— WHAT YOU HAVE TO DO —
Please write out the rows below exactly as they stand, every one of them.

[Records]

....

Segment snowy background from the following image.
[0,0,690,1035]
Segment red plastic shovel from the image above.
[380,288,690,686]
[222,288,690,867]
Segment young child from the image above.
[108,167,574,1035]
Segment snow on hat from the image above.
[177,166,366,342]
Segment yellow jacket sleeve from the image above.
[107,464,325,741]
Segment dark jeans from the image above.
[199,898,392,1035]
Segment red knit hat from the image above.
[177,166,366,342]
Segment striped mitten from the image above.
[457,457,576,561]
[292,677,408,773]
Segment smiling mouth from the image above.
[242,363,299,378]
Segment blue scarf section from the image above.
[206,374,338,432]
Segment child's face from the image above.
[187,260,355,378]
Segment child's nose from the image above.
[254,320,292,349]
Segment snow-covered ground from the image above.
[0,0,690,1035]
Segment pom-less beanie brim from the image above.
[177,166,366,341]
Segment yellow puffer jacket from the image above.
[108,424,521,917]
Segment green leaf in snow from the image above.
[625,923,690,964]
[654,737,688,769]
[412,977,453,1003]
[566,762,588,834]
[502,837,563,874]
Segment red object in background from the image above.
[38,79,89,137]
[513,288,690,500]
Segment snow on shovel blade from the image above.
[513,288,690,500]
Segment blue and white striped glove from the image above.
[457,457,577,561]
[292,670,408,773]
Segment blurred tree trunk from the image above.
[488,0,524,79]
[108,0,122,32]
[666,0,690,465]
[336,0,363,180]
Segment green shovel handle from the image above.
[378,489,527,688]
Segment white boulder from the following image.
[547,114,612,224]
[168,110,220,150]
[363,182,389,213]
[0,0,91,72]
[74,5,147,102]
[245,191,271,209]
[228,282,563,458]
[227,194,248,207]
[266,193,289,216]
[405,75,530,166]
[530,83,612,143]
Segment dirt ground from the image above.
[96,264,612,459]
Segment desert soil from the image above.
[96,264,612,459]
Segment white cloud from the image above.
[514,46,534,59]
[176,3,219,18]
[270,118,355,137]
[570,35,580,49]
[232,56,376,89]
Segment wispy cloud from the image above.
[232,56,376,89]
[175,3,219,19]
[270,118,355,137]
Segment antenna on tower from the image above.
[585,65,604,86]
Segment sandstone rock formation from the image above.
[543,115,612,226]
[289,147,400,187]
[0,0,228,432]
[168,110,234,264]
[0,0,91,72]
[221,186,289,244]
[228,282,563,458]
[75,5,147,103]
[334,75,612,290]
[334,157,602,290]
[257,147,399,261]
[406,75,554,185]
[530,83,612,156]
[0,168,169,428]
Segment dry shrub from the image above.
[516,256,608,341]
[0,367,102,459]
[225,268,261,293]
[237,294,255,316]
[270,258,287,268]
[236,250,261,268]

....

— WRITTEN SOLUTION —
Segment snowy background from the following image.
[0,0,690,1035]
Segment red plastic shovel from the image above.
[380,288,690,686]
[222,288,690,867]
Segment young child from the image above.
[108,167,574,1035]
Segment snow on hat from the image above.
[177,166,366,342]
Segment yellow jacket sleeve from the image above.
[107,464,325,741]
Segment dark jeans from the image above.
[199,898,392,1035]
Segment red knit hat from the image above.
[177,166,366,342]
Segment striped mitten from the image above.
[457,457,576,561]
[292,677,408,773]
Segment smiling mouth from the image above.
[242,363,299,378]
Segment blue scarf section from the image above.
[206,374,338,432]
Segment child's face from the image above.
[187,260,355,378]
Segment child's nose from the image above.
[254,320,292,349]
Segment snow-covered ground from the image above.
[0,0,690,1035]
Segment pom-less beanie brim from the image above.
[177,166,366,341]
Segment yellow puffer jacket from the image above.
[108,424,521,917]
Segment green leaf in snow from the image above.
[625,923,690,964]
[654,737,688,769]
[412,977,453,1003]
[566,762,588,834]
[502,837,563,874]
Segment red object in background from the image above.
[38,79,89,137]
[513,288,690,500]
Segment snow on shovel blade from the image above.
[513,288,690,500]
Segment blue and white striped glove from the image above.
[457,457,577,561]
[292,670,408,773]
Segment blurred tree trunk from the image above.
[488,0,524,79]
[108,0,122,32]
[666,0,690,465]
[336,0,363,180]
Segment green shovel handle from the image above.
[378,489,527,688]
Segment white boulder from the following image.
[547,114,612,224]
[168,110,220,150]
[363,182,389,213]
[0,0,91,72]
[74,5,147,102]
[245,191,271,209]
[228,282,563,458]
[227,194,248,207]
[266,193,289,216]
[405,75,530,166]
[530,83,612,143]
Segment dirt ground from the image above.
[96,264,612,459]
Segment desert soil from the image above.
[96,264,612,459]
Segment white cloud from the image above.
[514,46,534,59]
[176,3,219,18]
[270,118,355,137]
[570,35,580,49]
[232,56,376,89]
Segment wispy cloud from the image above.
[232,56,376,89]
[175,3,219,19]
[270,118,355,137]
Segment antenna on tower from the image above.
[585,65,604,86]
Segment sandstone rock formation from the image above.
[543,115,612,226]
[289,147,400,187]
[0,0,228,432]
[168,110,234,264]
[0,0,91,72]
[221,186,289,244]
[228,282,563,458]
[75,5,147,103]
[334,75,612,290]
[334,157,602,290]
[257,147,399,261]
[406,75,554,185]
[530,83,612,156]
[0,168,169,428]
Segment dry shrub from the image above.
[516,256,608,341]
[0,367,102,459]
[225,268,261,293]
[237,294,255,316]
[270,258,287,268]
[236,250,261,268]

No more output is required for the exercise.